**Arbeitsauftrag 1:**
Bearbeiten Sie den Abschnitt des Forenbeitrags über die BIOS-Lüfterwarnung, der mit den Worten „## Muha81 (8.“ beginnt und mit „bestellt und eingebaut.“ endet. Ersetzen Sie darin „Rechner“ durch „Computer“.

──────── Dokumentauszug ────────

# BIOS meldet plötzlich: Lüfter  zu langsam



## Muha81 (8. Dezember 2015)

*BIOS meldet plötzlich: Lüfter  zu langsam*

Hallihallo,

vor nicht ganz 2 Jahren habe ich mir einen Rechner zusammengestellt (Details siehe unten).
Nun habe ich mir nochmal 8 GB Ram und eine 4TB SSHD bestellt und eingebaut.

Nach dem Einbau meldet nun das BIOS, dass der CPU-Lüfter zu langsam dreht (knapp über 500 Umdrehungen, statt knapp über 600... Zwischen 510 und 530 Umdrehungen läuft der Lüfter aber Konstant und gewohnt leise. Kabel habe ich kontrolliert, da sitzt alles fest. Die Umstellung auf die Vorkonfiguration "Leise" oder "Leistung" haben keine Änderungen gebracht, daher habe ich die Einstellung erstmal auf "Normal" gelassen (wie sie vorher 2 Jahre lang gut lief).

Ich habe nun erstmal die Warnmeldung so eingestellt, dass sie nur noch bei unter 500 Umdrehungen anschlägt, damit der PC normal hochfahren kann. Ram und Festplatte wurden ordnungsgemäß erkannt und arbeiten einwandfrei.

Durch google bin ich auf die Aussage gestoßen, das es besonders für so große bzw. Leistungsstarke Lüfter durchaus üblich ist, so langsam zu laufen. Aber dann frage ich mich "Warum erst jetzt?". Ein kleiner Stresstest bei offenem PC hat keine Temperaturänderungen an der CPU bewirkt und auch der Lüfter blieb Konstant zwischen 510 und 530 Umdrehungen (laut Asus Probe II)... 

Hier meine Hardware aus Januar 2013:

Thermalright HR-02 Macho Rev.A (BW)

──────── Bereitgestelltes Material ────────

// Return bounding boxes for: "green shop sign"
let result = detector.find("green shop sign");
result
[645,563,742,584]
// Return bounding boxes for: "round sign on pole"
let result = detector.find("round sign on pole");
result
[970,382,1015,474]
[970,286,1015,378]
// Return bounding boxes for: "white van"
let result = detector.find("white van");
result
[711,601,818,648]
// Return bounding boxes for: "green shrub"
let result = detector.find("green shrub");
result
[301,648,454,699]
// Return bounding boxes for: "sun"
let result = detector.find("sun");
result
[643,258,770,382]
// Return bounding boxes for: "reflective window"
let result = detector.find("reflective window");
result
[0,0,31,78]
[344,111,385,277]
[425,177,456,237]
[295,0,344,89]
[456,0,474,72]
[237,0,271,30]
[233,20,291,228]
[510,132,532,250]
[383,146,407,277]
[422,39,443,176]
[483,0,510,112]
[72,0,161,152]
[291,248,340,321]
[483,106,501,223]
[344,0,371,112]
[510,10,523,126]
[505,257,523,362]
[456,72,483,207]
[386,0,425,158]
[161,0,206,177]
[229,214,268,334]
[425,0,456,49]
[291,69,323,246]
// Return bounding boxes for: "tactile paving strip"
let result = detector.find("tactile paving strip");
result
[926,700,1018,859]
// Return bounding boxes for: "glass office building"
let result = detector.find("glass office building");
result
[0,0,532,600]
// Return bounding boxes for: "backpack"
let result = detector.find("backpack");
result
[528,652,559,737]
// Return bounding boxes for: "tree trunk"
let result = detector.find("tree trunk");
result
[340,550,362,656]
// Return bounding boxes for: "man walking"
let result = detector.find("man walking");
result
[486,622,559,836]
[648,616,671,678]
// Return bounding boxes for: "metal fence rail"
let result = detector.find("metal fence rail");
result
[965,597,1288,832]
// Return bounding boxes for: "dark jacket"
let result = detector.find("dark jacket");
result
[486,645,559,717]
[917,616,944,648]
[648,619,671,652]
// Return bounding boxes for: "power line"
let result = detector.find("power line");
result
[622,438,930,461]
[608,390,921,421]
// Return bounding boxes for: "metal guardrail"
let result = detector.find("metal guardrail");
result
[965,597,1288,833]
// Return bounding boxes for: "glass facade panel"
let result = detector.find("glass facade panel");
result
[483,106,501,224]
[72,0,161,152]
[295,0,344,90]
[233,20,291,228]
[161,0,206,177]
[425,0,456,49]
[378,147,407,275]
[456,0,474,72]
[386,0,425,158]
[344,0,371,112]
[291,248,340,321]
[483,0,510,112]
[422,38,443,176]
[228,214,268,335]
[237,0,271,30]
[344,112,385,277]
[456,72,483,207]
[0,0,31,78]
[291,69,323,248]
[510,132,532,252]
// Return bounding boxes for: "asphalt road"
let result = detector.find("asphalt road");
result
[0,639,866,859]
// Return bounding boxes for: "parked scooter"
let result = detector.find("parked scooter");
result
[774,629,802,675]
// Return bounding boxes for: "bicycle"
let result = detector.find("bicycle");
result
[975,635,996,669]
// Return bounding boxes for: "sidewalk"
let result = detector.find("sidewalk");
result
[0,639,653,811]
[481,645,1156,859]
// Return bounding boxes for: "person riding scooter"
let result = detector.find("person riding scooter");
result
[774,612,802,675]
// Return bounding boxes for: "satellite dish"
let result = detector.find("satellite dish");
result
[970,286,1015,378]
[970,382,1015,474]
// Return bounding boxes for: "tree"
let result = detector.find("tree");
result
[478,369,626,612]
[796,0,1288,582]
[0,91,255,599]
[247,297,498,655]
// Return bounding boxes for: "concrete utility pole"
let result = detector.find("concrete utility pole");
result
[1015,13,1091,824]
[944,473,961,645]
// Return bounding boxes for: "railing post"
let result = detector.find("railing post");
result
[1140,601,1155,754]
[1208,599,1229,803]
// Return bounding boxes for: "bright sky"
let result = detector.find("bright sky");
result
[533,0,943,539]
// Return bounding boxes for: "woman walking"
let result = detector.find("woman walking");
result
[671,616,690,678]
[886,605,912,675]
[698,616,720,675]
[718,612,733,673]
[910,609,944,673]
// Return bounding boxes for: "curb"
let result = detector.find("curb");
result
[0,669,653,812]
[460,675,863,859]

────────

**Arbeitsauftrag 2:**
Stellen Sie den Teil der Einträge, der mit deren erster Zeile beginnt und mit der Zeile endet, die „[643,258,770,382]“ enthält, als JSON-Liste von Zeichenketten dar, eine pro Zeile und ohne Leerzeilen. Beide Grenzzeilen gehören dazu.

**Schriftliche Lösung 1:**
## Muha81 (8. Dezember 2015)

*BIOS meldet plötzlich: Lüfter  zu langsam*

Hallihallo,

vor nicht ganz 2 Jahren habe ich mir einen Computer zusammengestellt (Details siehe unten).
Nun habe ich mir nochmal 8 GB Ram und eine 4TB SSHD bestellt und eingebaut.

**Schriftliche Lösung 2:**
[
  "// Return bounding boxes for: \"green shop sign\"",
  "let result = detector.find(\"green shop sign\");",
  "result",
  "[645,563,742,584]",
  "// Return bounding boxes for: \"round sign on pole\"",
  "let result = detector.find(\"round sign on pole\");",
  "result",
  "[970,382,1015,474]",
  "[970,286,1015,378]",
  "// Return bounding boxes for: \"white van\"",
  "let result = detector.find(\"white van\");",
  "result",
  "[711,601,818,648]",
  "// Return bounding boxes for: \"green shrub\"",
  "let result = detector.find(\"green shrub\");",
  "result",
  "[301,648,454,699]",
  "// Return bounding boxes for: \"sun\"",
  "let result = detector.find(\"sun\");",
  "result",
  "[643,258,770,382]"
]